### What you have to do
Reproduce the records word for word, starting at their beginning and ending with the line that contains "Give the mask of every instance of the <item>sandy". Omit the pictures from your answer.

Source records:
● ● ● ●
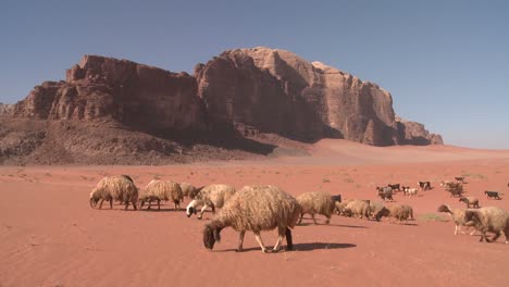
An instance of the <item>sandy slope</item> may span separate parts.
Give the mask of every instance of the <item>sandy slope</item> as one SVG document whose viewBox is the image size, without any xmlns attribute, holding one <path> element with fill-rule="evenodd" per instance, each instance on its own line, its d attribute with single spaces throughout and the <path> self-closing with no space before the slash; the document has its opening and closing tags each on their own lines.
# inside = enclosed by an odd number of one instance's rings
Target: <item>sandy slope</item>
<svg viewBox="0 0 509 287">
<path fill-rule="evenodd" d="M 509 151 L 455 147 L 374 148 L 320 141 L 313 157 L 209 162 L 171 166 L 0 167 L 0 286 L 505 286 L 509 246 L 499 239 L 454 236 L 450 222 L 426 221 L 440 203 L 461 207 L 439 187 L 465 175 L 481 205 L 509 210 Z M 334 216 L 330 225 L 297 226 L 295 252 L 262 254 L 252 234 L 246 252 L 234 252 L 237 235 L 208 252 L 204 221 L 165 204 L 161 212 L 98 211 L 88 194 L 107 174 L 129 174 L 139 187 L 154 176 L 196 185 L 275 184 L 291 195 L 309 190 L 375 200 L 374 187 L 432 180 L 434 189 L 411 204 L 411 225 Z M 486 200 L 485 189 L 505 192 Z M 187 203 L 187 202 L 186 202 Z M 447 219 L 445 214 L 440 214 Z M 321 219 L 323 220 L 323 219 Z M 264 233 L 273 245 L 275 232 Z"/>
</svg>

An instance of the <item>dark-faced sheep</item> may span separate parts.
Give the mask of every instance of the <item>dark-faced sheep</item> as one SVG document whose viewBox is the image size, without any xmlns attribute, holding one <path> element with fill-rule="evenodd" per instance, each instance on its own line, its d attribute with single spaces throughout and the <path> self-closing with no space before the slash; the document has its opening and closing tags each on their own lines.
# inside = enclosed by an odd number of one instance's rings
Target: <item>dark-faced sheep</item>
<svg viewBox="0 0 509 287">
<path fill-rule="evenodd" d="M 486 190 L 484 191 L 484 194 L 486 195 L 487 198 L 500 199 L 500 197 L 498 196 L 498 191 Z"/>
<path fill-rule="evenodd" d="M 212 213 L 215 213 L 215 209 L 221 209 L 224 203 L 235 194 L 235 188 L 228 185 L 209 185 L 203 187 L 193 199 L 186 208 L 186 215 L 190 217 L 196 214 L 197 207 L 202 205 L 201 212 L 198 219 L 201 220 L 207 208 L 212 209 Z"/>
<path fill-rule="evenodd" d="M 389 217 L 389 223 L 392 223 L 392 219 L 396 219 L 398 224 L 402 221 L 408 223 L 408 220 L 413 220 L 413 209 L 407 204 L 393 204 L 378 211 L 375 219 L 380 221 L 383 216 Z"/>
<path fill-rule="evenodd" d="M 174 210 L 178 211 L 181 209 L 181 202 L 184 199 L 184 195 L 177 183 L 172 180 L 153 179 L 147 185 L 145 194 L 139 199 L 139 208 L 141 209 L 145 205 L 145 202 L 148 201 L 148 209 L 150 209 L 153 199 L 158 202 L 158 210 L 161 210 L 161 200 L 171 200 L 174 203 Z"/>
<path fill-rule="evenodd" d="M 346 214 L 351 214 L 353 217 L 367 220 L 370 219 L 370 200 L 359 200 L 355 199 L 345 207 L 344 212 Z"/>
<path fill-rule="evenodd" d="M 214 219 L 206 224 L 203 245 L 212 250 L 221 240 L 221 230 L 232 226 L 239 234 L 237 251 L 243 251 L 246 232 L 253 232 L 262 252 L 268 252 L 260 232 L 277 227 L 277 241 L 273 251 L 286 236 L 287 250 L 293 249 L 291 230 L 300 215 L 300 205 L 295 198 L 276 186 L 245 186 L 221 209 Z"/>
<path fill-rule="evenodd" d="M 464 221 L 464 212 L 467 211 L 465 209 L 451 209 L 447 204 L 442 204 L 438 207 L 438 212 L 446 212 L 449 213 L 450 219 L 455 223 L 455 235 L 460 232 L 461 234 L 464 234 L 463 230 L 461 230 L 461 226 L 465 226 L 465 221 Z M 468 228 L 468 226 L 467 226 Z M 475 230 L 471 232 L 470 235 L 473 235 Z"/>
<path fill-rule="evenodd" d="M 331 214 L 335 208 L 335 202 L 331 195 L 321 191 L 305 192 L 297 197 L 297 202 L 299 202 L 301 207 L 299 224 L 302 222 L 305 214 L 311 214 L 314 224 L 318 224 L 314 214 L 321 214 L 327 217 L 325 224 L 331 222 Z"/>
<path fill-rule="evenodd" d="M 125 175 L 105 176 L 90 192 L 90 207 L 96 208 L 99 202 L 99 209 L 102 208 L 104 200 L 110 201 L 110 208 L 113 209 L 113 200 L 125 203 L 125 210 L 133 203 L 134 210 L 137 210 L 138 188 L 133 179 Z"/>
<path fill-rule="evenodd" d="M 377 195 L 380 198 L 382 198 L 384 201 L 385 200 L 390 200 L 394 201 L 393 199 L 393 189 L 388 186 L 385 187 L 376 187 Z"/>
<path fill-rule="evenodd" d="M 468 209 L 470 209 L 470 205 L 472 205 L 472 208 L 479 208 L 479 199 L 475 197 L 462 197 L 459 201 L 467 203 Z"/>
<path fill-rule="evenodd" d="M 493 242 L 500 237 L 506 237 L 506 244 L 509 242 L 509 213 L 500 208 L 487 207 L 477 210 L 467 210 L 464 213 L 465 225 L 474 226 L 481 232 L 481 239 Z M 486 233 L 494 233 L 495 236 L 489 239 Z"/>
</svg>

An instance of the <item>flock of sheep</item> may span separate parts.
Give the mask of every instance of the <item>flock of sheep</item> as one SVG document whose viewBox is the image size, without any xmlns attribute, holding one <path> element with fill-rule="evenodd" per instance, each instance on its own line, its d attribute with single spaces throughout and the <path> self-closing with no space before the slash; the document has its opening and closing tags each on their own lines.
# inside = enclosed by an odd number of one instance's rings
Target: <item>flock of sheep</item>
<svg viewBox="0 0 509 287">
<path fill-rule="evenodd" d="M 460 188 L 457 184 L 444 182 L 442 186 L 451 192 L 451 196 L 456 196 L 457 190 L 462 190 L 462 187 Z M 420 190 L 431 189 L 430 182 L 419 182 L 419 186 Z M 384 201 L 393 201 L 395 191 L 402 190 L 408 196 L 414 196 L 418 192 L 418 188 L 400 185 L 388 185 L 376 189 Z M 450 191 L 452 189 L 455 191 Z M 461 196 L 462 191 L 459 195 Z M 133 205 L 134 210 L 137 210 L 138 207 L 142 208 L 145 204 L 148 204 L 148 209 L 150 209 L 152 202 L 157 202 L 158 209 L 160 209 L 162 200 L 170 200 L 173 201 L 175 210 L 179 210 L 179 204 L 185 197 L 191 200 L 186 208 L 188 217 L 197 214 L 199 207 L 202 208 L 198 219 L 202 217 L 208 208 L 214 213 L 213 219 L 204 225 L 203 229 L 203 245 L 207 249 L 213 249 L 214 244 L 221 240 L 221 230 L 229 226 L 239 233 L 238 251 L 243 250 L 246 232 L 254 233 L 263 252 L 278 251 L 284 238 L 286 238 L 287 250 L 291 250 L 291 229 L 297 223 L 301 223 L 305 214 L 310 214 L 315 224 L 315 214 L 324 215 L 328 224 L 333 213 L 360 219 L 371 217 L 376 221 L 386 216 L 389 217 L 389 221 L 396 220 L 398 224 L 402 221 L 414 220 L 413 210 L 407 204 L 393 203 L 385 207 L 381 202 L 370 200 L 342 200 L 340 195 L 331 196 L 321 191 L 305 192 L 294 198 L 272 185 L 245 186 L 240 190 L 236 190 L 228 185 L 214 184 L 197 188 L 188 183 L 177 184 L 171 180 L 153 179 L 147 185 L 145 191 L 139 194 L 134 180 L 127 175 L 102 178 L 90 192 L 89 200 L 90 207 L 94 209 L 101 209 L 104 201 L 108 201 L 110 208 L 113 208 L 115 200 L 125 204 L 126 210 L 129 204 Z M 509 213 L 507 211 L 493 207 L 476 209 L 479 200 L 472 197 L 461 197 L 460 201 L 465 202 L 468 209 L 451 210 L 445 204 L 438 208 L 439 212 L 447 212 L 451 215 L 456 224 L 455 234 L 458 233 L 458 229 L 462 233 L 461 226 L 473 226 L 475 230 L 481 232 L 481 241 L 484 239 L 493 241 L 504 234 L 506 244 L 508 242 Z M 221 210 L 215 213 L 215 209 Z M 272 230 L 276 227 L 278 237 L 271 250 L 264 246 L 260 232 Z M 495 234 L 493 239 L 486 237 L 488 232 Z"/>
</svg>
● ● ● ●
### Result
An instance of the <item>sandy slope</item> may span separate parts.
Give the mask of every instance of the <item>sandy slope</item> as one SVG document whose viewBox is the image size, without any xmlns attribute, holding one <path> element with fill-rule="evenodd" per instance, each instance on its own line, its d attribute with single spaces throughout and the <path> self-closing with no space before the slash; the document has its opening and closing tags each on their own lines.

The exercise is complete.